======== Data section
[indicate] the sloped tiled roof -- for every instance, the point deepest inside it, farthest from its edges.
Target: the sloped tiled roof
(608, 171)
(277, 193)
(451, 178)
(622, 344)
================
▶ _Required work_
Which lines in the data above contain the string "roof", with case counting? Pull out each of those lines in full.

▶ _Solution_
[indicate] the sloped tiled roof -- for every instance, the point deepest inside it, farthest from its edges.
Target: the sloped tiled roof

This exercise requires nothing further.